• _EXERCISE TASK_: Can you print all of the records below word for word, leaving out the pictures?

--- start MATERIAL PROVIDED ---

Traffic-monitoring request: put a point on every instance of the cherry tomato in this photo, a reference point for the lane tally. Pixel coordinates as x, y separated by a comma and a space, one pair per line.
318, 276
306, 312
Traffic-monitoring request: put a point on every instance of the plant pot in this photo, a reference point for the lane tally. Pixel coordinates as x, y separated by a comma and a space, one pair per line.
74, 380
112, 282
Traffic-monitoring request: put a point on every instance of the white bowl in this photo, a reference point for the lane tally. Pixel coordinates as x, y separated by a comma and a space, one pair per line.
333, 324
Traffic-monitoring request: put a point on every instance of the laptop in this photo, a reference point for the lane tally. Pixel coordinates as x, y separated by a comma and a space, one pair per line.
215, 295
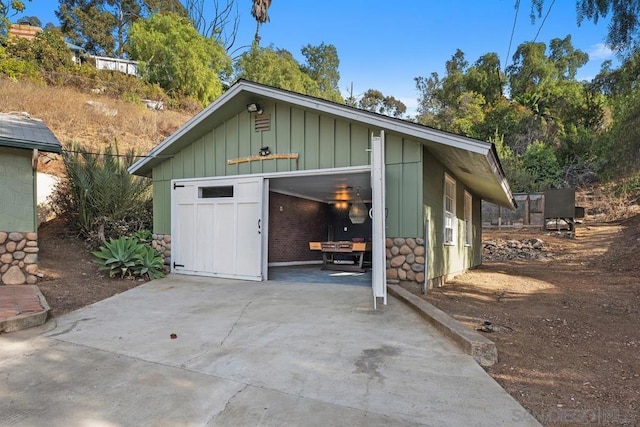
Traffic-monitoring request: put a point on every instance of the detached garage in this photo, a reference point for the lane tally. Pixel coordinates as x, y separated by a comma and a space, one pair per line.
265, 177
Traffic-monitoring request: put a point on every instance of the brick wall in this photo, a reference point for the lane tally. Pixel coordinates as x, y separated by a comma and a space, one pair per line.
293, 223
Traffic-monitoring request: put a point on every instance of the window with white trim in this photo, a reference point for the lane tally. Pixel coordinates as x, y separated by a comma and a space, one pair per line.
449, 210
468, 219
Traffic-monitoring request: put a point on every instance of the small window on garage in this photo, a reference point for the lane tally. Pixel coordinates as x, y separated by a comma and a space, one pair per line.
215, 192
449, 210
468, 219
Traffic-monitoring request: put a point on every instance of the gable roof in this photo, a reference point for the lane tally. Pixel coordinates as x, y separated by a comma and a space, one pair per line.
19, 131
474, 162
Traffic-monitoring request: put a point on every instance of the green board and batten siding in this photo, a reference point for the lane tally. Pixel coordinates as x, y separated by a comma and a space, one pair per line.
322, 142
18, 191
457, 257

--- end MATERIAL PROVIDED ---

• _FINISHED EXERCISE_:
Traffic-monitoring request: put a point on every instance of the cherry tomato in this photo, a reference point for the lane tally. Pixel coordinates as x, y separated by a comma and a space, one pair per line.
318, 276
306, 312
Traffic-monitoring request: put a point on every instance of the plant pot in this photo, a reference point for the lane tally. Pixel coordinates as x, y separated by a comma and a space, one pair per line.
74, 380
112, 282
Traffic-monitoring request: put a point on every instance of the white bowl in this photo, a reference point for the lane tally. Pixel coordinates as x, y separated by a comma and a space, one pair per line.
333, 324
Traffic-monitoring request: put a point on every instance of the laptop in this photo, a reference point for the lane tally. Pixel coordinates as x, y separated by a comma and a space, one pair per line.
215, 295
Traffic-monitoring request: put a point on every instance of the detached garage in this photo, a reference point for the lane tally. Pixel coordinates as x, y separated by a comma and a space, one pair per line.
265, 177
Traffic-monitoring request: put a point on every instance of the brick wall in this photo, a reference point for the lane tally. Pixel coordinates as x, y separated by a comma and a space, one pair per line.
293, 223
Traffic-monitoring request: put a point on every instance of the window with white trim in this photo, a reference point for the lane tally. Pixel coordinates as x, y separated by a comma and a space, one pair per line.
449, 210
468, 219
Traffic-monitoring request: put a point on every instance of the small window on garage in this photo, a reference point for the lane tally. Pixel coordinates as x, y separated by a comma and a space, one pair per line.
215, 192
449, 210
468, 219
Traffic-monitoring request: put a point on every instance of the gable roof in this photo, a reference point for the lane tally. Pixel coordinates as x, y separated by a comma and a space, one pair per line.
19, 131
474, 162
Traffic-monitoring request: put a point on every instance of the green board and batten siding in this photo, a reference point for the lane tally. Pixel coordinates as x, y separated by a comma and a space, one pair per line.
322, 142
18, 191
457, 257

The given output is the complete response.